Extract to read
┄┄┄┄┄┄┄┄┄┄┄┄┄┄┄┄┄┄┄┄

The drift towards more capital-intensive modes of warfare continued in the post-Cold War era. Technology gave western governments the internal independence to prosecute wars because they demanded little sacrifice from society. In a period characterized by a plethora of politically unpopular ‘wars of choice’, this allowed states to employ force in pursuit of even vague, value-based objectives. Most importantly, these new means of war enabled nuclear-armed states to continue fighting each other in the space between war and peace using both military and non-military means. We have seen evidence of this in Ukraine and in the South China Sea.

This corporatist alliance between the state and private industry had impacts on politics, the economy and society, but in ways that did not conform with recognized patterns of behaviour associated with modern war. This is possibly why the war–state relationship since 1945 is viewed in terms of decline. However, the persistent debate about the existence of the MIC, admittedly a crude construct, is evidence of the survival of the war–state relationship and of its wider impact. The clearest evidence of this can be seen in the role played by military research in causing and accelerating scientific invention, which has been instrumental in bringing about dramatic economic, political and social change in contemporary western society. Most important of all are the non-military means created by military research which are now being exploited by both state and non-state actors. As Graham explains, western scientific research has gone through a cycle from defence to the commercial world and back again:

Hence, technologies with military origins—refracted through the vast worlds of civilian research, development and application that help constitute high tech economies, societies and cultures—are now being reappropriated as the bases for new architectures of militarized control, tracking, surveillance, targeting and killing.102

Looking to the future, the likelihood is that war will continue to have a significant impact on the state. Commentators today note with concern the ways in which technology is undermining the state's monopoly on the use of force as the technical and fiscal barriers to weapons production fall. However, capability should not be equated with intent, and people rarely decide to initiate violence without cause. For this reason, it is important to reflect on the political context, which will provide the policy logic for war in the future. The most important potential effect of projected technological change is transformation of the means of production, which could trigger huge economic and political turmoil in the West. If the fourth Industrial Revolution proves to be as disruptive as is predicted, this will lead to increased instability and possibly violence. These developments will weaken the state and damage its legitimacy as it struggles to fulfil the needs of its population. Western states may be able to deal with this transformation; but if it coincides with the predicted deterioration in the global environment, the institution of the state will struggle to bear the combined weight of the demands imposed on it. Under these circumstances, civil conflict might result. The irony here is that the technological preparation for war after 1945 sowed the seeds of the state's demise, playing an important role in creating the conditions that might cause a future existential crisis of the western state. Not only has that technological advance created the conditions for war, especially civil war, it has compounded this threat by democratizing the means of violence and empowering non-state actors. In the future, then, the war–state relationship could take an unexpected turn; and war might actually precipitate the unmaking of the state.

┄┄┄┄┄┄┄┄┄┄┄┄┄┄┄┄┄┄┄┄

Goal of the exercise
In the extract on war and the state, copy the passage between "The drift towards" and "South China Sea.", inclusive, changing "vague" to "ill-defined". The listing that comes after this text isn't needed for the work.

Source information
┄┄┄┄┄┄┄┄┄┄┄┄┄┄┄┄┄┄┄┄

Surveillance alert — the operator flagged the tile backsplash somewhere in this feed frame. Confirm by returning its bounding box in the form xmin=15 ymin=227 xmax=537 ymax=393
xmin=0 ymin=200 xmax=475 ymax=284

┄┄┄┄┄┄┄┄┄┄┄┄┄┄┄┄┄┄┄┄

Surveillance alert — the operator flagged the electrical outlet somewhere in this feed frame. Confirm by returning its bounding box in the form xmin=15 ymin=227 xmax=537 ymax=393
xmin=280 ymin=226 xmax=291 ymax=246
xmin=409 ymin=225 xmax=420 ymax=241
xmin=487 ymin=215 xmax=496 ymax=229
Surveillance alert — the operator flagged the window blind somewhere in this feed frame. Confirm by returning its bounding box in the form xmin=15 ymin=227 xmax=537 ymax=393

┄┄┄┄┄┄┄┄┄┄┄┄┄┄┄┄┄┄┄┄

Answer for this exercise
The drift towards more capital-intensive modes of warfare continued in the post-Cold War era. Technology gave western governments the internal independence to prosecute wars because they demanded little sacrifice from society. In a period characterized by a plethora of politically unpopular ‘wars of choice’, this allowed states to employ force in pursuit of even ill-defined, value-based objectives. Most importantly, these new means of war enabled nuclear-armed states to continue fighting each other in the space between war and peace using both military and non-military means. We have seen evidence of this in Ukraine and in the South China Sea.